WORK TO DO
a) In the text on CGN's rating, copy the passage from "Moody's: China General" up to and including "and Senior Analyst.", replacing "Vice President" with "VP".
b) Translate this sentence from the text on CGN's rating into Spanish: "Clearly, CGN is cash flow hungry and that cash flow can only come from higher tariffs."

China General Nuclear has no choice but to seek higher tariffs for Edra:CGN's financial metrics remain weak says Moody's

by Ganesh Sahathevan
While Moody's has decalred in its headline that China General Nuclear Power Corporation's (CGN, A3 stable)
 rating is not affected by its announced acquisition of Edra Global Energy Bhd (Edra, unrated), the part relevant to Malaysian
consumers it the Moody's announcement is this:

CGN's financial metrics remain weak because of its ambitious debt-funded expansion, both domestically and overseas. We estimate the debt/EBITDA will measure around 12x in 2015, based on pro-forma consolidation of Edra's end-March 2015 financials and assume the transaction is fully debt funded, compared with 13-15x in our original projections for CGN.

Clearly, CGN is cash flow hungry and that cash flow can only come from higher tariffs. 
END 


 

Moody's: China General Nuclear's Rating is Unaffected by the Acquisition of EDRA

  The document has been translated in other languages
Global Credit Research - 26 Nov 2015

Hong Kong, November 26, 2015 -- China General Nuclear Power Corporation's (CGN, A3 stable) rating is not affected by its announced acquisition of Edra Global Energy Bhd (Edra, unrated) says Ada Li, a Moody's Vice President and Senior Analyst.

Contour labeling items
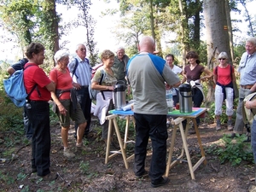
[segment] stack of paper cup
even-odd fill
[[[123,109],[124,111],[131,110],[132,105],[133,105],[133,103],[128,103],[127,105],[125,105],[125,107],[123,107],[122,109]]]

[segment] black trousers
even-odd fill
[[[29,122],[27,113],[26,111],[26,107],[24,107],[24,111],[23,111],[23,123],[24,123],[26,137],[30,139],[32,137],[33,129],[31,123]]]
[[[27,116],[33,129],[32,142],[32,168],[44,177],[49,173],[49,107],[48,102],[31,101],[26,108]]]
[[[151,182],[158,182],[164,175],[166,167],[166,115],[134,113],[136,120],[136,143],[134,172],[142,175],[145,169],[148,137],[152,141],[153,154],[149,177]]]
[[[88,87],[81,87],[80,90],[76,90],[76,96],[78,102],[79,102],[82,111],[84,113],[84,118],[87,120],[87,125],[84,130],[84,134],[88,134],[90,131],[90,107],[91,107],[91,99],[90,98]],[[75,130],[77,133],[79,125],[75,125]],[[75,133],[75,134],[76,134]]]
[[[198,88],[194,89],[194,96],[192,96],[192,101],[194,102],[194,108],[200,108],[202,101],[204,100],[204,96],[202,95],[201,90]],[[200,118],[196,118],[197,125],[200,124]]]

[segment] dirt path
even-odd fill
[[[218,141],[224,134],[230,132],[225,130],[216,132],[215,125],[202,124],[200,133],[203,147]],[[191,180],[188,165],[185,162],[176,165],[169,173],[170,183],[157,189],[150,186],[150,179],[144,177],[137,179],[132,171],[132,160],[129,162],[129,169],[125,169],[122,156],[118,155],[110,160],[108,165],[105,161],[104,143],[101,141],[99,129],[94,130],[89,140],[91,152],[77,154],[75,158],[67,160],[62,154],[60,128],[56,125],[51,129],[51,170],[58,172],[55,181],[44,182],[38,177],[32,178],[30,172],[31,146],[15,146],[16,154],[14,160],[0,163],[0,191],[248,191],[254,177],[254,166],[241,164],[239,166],[230,166],[230,164],[219,165],[216,156],[207,154],[207,166],[201,165],[195,171],[195,180]],[[74,148],[75,140],[73,129],[69,134],[70,145]],[[168,144],[172,137],[172,129],[169,129]],[[1,137],[12,137],[0,135]],[[173,156],[180,153],[182,146],[180,133],[177,134],[177,145]],[[193,165],[199,159],[200,149],[195,135],[188,136],[188,145]],[[1,152],[5,151],[1,144]],[[132,146],[128,146],[132,154]],[[149,170],[151,148],[146,160],[146,170]]]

RESULTS FOR THE EXERCISE
a)
Moody's: China General Nuclear's Rating is Unaffected by the Acquisition of EDRA

  The document has been translated in other languages
Global Credit Research - 26 Nov 2015

Hong Kong, November 26, 2015 -- China General Nuclear Power Corporation's (CGN, A3 stable) rating is not affected by its announced acquisition of Edra Global Energy Bhd (Edra, unrated) says Ada Li, a Moody's VP and Senior Analyst.

b) Claramente, CGN tiene hambre de flujo de caja y ese flujo de caja solo puede provenir de tarifas más altas.